Retype every entry in its entirety, without alteration.
---------------
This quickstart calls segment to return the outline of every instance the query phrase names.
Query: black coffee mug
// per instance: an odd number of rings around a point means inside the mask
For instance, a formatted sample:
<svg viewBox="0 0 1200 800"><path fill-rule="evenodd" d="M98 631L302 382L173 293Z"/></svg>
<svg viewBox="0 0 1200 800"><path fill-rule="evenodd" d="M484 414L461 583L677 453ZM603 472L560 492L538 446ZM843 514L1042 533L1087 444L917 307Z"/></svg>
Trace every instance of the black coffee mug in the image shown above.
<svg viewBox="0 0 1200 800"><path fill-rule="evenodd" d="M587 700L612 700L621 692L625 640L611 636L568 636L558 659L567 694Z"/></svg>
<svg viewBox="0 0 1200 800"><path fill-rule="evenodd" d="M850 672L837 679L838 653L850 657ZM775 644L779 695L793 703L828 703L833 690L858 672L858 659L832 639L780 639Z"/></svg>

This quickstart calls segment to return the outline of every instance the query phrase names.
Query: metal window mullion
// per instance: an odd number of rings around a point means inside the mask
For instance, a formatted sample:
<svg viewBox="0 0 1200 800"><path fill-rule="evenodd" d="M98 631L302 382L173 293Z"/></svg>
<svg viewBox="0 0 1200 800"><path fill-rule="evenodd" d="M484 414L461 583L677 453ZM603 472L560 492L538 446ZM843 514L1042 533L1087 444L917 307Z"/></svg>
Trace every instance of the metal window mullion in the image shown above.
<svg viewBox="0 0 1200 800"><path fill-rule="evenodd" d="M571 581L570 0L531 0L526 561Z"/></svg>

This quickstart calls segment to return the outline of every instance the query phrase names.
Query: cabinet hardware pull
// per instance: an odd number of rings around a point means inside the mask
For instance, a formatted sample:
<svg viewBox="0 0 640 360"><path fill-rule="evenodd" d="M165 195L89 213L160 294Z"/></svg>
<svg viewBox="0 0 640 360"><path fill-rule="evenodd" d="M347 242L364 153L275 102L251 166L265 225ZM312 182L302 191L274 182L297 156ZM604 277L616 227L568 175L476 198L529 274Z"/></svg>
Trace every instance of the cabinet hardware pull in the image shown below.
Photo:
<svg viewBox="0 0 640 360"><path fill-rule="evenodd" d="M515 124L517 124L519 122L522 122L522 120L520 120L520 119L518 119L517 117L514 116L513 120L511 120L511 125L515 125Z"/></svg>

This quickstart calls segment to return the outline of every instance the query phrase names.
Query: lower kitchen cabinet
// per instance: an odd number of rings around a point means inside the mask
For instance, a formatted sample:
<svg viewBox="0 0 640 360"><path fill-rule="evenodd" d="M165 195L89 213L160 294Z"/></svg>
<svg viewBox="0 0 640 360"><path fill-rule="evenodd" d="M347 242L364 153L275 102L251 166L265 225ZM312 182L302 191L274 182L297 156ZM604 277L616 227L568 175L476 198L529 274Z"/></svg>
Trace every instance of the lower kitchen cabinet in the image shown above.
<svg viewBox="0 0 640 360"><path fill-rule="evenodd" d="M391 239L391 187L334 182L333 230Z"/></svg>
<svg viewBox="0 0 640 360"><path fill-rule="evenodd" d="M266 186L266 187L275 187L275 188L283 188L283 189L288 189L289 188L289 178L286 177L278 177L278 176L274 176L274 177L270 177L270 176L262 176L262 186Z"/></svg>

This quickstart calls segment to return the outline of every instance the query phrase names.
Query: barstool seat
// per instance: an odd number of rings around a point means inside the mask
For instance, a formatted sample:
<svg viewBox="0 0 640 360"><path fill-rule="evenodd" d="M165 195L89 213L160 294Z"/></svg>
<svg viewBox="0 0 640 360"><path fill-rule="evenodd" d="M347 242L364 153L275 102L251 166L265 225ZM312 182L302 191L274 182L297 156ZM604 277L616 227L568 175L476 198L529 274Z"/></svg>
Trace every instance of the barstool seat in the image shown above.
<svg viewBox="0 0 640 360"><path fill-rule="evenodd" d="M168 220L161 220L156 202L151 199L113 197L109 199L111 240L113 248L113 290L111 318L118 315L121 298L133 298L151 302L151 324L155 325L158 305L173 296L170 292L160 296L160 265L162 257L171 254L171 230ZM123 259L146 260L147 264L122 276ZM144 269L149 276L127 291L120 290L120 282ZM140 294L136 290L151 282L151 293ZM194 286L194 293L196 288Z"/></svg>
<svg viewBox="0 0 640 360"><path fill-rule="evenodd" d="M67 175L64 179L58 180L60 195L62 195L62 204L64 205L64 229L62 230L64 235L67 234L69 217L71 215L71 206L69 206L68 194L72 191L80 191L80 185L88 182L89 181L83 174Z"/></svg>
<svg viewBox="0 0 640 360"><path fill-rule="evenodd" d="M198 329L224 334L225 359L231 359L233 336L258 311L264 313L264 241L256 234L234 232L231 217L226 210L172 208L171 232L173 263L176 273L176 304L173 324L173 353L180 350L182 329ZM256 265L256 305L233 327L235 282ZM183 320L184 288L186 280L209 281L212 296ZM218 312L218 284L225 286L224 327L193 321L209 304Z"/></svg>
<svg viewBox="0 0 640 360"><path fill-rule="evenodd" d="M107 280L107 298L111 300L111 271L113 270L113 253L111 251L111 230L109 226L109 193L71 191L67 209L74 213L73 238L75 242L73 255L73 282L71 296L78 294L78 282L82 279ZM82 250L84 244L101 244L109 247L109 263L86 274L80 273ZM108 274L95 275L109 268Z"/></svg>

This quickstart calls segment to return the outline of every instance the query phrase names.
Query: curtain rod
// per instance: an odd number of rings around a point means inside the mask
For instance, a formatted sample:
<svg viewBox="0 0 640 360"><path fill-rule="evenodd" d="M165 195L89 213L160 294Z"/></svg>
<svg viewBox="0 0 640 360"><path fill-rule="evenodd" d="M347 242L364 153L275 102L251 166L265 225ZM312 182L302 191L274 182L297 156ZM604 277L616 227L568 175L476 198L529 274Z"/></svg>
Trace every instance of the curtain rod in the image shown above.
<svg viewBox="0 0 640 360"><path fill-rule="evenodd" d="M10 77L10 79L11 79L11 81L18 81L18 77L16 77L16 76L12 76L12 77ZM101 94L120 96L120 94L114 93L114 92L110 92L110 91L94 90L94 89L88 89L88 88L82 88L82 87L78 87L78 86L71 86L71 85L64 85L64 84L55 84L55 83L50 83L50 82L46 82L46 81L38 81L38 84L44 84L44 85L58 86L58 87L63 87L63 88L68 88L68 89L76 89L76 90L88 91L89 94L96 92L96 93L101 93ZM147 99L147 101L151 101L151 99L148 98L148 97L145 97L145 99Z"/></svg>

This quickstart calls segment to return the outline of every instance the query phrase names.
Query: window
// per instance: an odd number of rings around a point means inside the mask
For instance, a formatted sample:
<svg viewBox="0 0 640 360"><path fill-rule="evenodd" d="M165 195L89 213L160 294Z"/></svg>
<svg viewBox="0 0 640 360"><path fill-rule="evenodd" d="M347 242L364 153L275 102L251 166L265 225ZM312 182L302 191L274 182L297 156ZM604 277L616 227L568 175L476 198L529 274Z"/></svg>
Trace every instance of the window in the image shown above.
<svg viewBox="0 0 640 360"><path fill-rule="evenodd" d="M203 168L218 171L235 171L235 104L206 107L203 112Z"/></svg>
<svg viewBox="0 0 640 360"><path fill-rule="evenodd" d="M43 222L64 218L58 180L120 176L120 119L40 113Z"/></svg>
---------------
**Task result**
This quickstart calls segment to return the outline of every instance the query phrase names.
Query: black coffee mug
// per instance: an odd number of rings around a point means inside the mask
For instance, a formatted sample:
<svg viewBox="0 0 1200 800"><path fill-rule="evenodd" d="M98 631L302 382L173 293Z"/></svg>
<svg viewBox="0 0 1200 800"><path fill-rule="evenodd" d="M484 414L461 583L677 453ZM603 472L560 492L538 446ZM843 514L1042 533L1087 444L917 307Z"/></svg>
Trace every instance of the black coffee mug in the image shown above.
<svg viewBox="0 0 1200 800"><path fill-rule="evenodd" d="M587 700L612 700L621 692L625 640L611 636L568 636L558 659L567 694Z"/></svg>
<svg viewBox="0 0 1200 800"><path fill-rule="evenodd" d="M850 672L837 679L838 653L850 657ZM775 644L779 695L793 703L828 703L833 690L858 672L858 659L832 639L780 639Z"/></svg>

This quickstart calls segment to return the outline of every instance the query phrase names.
Query: metal window mullion
// per instance: an odd number of rings around a point means inside the mask
For instance, a formatted sample:
<svg viewBox="0 0 1200 800"><path fill-rule="evenodd" d="M98 631L302 382L173 293Z"/></svg>
<svg viewBox="0 0 1200 800"><path fill-rule="evenodd" d="M484 414L461 583L677 453ZM603 472L560 492L538 446ZM843 514L1042 533L1087 444L917 307Z"/></svg>
Trace every instance of the metal window mullion in the image shown above.
<svg viewBox="0 0 1200 800"><path fill-rule="evenodd" d="M571 581L570 0L531 0L526 561Z"/></svg>

This quickstart calls segment to return the outline of every instance the query phrase names.
Query: cabinet hardware pull
// per instance: an odd number of rings around a point means inside the mask
For instance, a formatted sample:
<svg viewBox="0 0 640 360"><path fill-rule="evenodd" d="M165 195L89 213L160 294Z"/></svg>
<svg viewBox="0 0 640 360"><path fill-rule="evenodd" d="M347 242L364 153L275 102L251 166L265 225ZM312 182L302 191L274 182L297 156ZM604 277L616 227L568 175L476 198L529 274Z"/></svg>
Trace every instance of the cabinet hardware pull in the image shown below.
Photo:
<svg viewBox="0 0 640 360"><path fill-rule="evenodd" d="M515 124L517 124L519 122L522 122L522 120L520 120L520 119L518 119L517 117L514 116L513 120L511 120L511 125L515 125Z"/></svg>

This quickstart calls segment to return the outline of every instance the query phrase names.
Query: lower kitchen cabinet
// per instance: an odd number of rings around a point means inside the mask
For instance, a formatted sample:
<svg viewBox="0 0 640 360"><path fill-rule="evenodd" d="M165 195L89 213L160 294Z"/></svg>
<svg viewBox="0 0 640 360"><path fill-rule="evenodd" d="M347 242L364 153L275 102L251 166L265 225ZM312 182L302 191L274 182L297 156ZM604 277L616 227L568 175L476 198L529 274Z"/></svg>
Trace every instance of the lower kitchen cabinet in the image shown above.
<svg viewBox="0 0 640 360"><path fill-rule="evenodd" d="M391 239L391 187L334 182L333 230Z"/></svg>
<svg viewBox="0 0 640 360"><path fill-rule="evenodd" d="M266 186L266 187L275 187L275 188L283 188L283 189L288 189L289 188L289 178L286 177L278 177L278 176L274 176L274 177L270 177L270 176L262 176L262 186Z"/></svg>

This quickstart calls segment to return the outline of every instance the query phrase names.
Query: barstool seat
// per instance: an odd number of rings around a point means inside the mask
For instance, a formatted sample:
<svg viewBox="0 0 640 360"><path fill-rule="evenodd" d="M165 195L89 213L160 294Z"/></svg>
<svg viewBox="0 0 640 360"><path fill-rule="evenodd" d="M347 242L364 153L275 102L251 166L265 225ZM312 182L302 191L274 182L297 156ZM604 277L616 227L568 175L476 198L529 274Z"/></svg>
Trace every instance of the barstool seat in the image shown above.
<svg viewBox="0 0 640 360"><path fill-rule="evenodd" d="M168 220L161 220L156 202L151 199L113 197L109 199L111 240L113 248L113 290L111 318L118 315L121 298L133 298L151 302L151 324L155 325L158 305L173 296L170 292L160 296L160 265L162 257L171 254L171 230ZM123 259L146 260L147 264L122 276ZM144 269L149 276L127 291L120 290L120 282ZM140 294L136 290L151 282L151 293ZM194 286L194 293L196 288Z"/></svg>
<svg viewBox="0 0 640 360"><path fill-rule="evenodd" d="M67 175L64 179L58 180L60 195L62 195L62 204L64 205L64 229L62 230L64 235L67 234L69 217L71 215L71 206L69 206L68 194L72 191L80 191L80 185L88 182L89 181L83 174Z"/></svg>
<svg viewBox="0 0 640 360"><path fill-rule="evenodd" d="M198 329L224 334L225 359L231 359L233 336L258 311L264 313L264 241L256 234L234 232L231 217L226 210L172 208L171 232L173 263L176 273L176 304L173 324L173 353L180 350L182 329ZM256 265L256 305L233 327L235 282ZM183 320L184 288L186 280L209 281L212 296ZM218 312L218 284L225 286L224 327L193 321L209 304Z"/></svg>
<svg viewBox="0 0 640 360"><path fill-rule="evenodd" d="M107 280L107 298L111 300L111 271L113 270L113 253L111 251L111 230L109 226L109 193L71 191L67 209L74 213L73 238L75 242L73 255L73 282L71 296L78 294L78 282L82 279ZM82 250L84 244L101 244L109 247L109 263L86 274L80 273ZM108 274L95 275L109 268Z"/></svg>

This quickstart calls segment to return the outline of every instance the query phrase names.
Query: curtain rod
// per instance: an odd number of rings around a point means inside the mask
For instance, a formatted sample:
<svg viewBox="0 0 640 360"><path fill-rule="evenodd" d="M165 195L89 213L160 294Z"/></svg>
<svg viewBox="0 0 640 360"><path fill-rule="evenodd" d="M347 242L364 153L275 102L251 166L265 225ZM312 182L302 191L274 182L297 156ZM604 277L616 227L568 175L476 198L529 274Z"/></svg>
Trace every instance of the curtain rod in the image shown above.
<svg viewBox="0 0 640 360"><path fill-rule="evenodd" d="M10 77L10 79L11 79L11 81L18 81L18 77L16 77L16 76L12 76L12 77ZM101 94L120 96L120 94L114 93L114 92L110 92L110 91L94 90L94 89L88 89L88 88L82 88L82 87L78 87L78 86L71 86L71 85L64 85L64 84L55 84L55 83L50 83L50 82L46 82L46 81L38 81L38 84L44 84L44 85L58 86L58 87L63 87L63 88L68 88L68 89L76 89L76 90L88 91L89 94L96 92L96 93L101 93ZM147 99L147 101L151 101L151 99L148 98L148 97L145 97L145 99Z"/></svg>

This quickstart calls segment to return the outline of every instance the query phrase names.
Query: window
// per instance: an odd number of rings around a point means inside the mask
For instance, a formatted sample:
<svg viewBox="0 0 640 360"><path fill-rule="evenodd" d="M165 195L89 213L160 294Z"/></svg>
<svg viewBox="0 0 640 360"><path fill-rule="evenodd" d="M347 242L364 153L275 102L251 166L265 225ZM312 182L302 191L274 182L297 156ZM604 277L616 227L568 175L476 198L529 274Z"/></svg>
Trace every instance of the window in the image shown above.
<svg viewBox="0 0 640 360"><path fill-rule="evenodd" d="M203 168L218 171L235 171L235 104L206 107L203 112Z"/></svg>
<svg viewBox="0 0 640 360"><path fill-rule="evenodd" d="M43 222L64 218L58 180L120 176L120 119L40 113Z"/></svg>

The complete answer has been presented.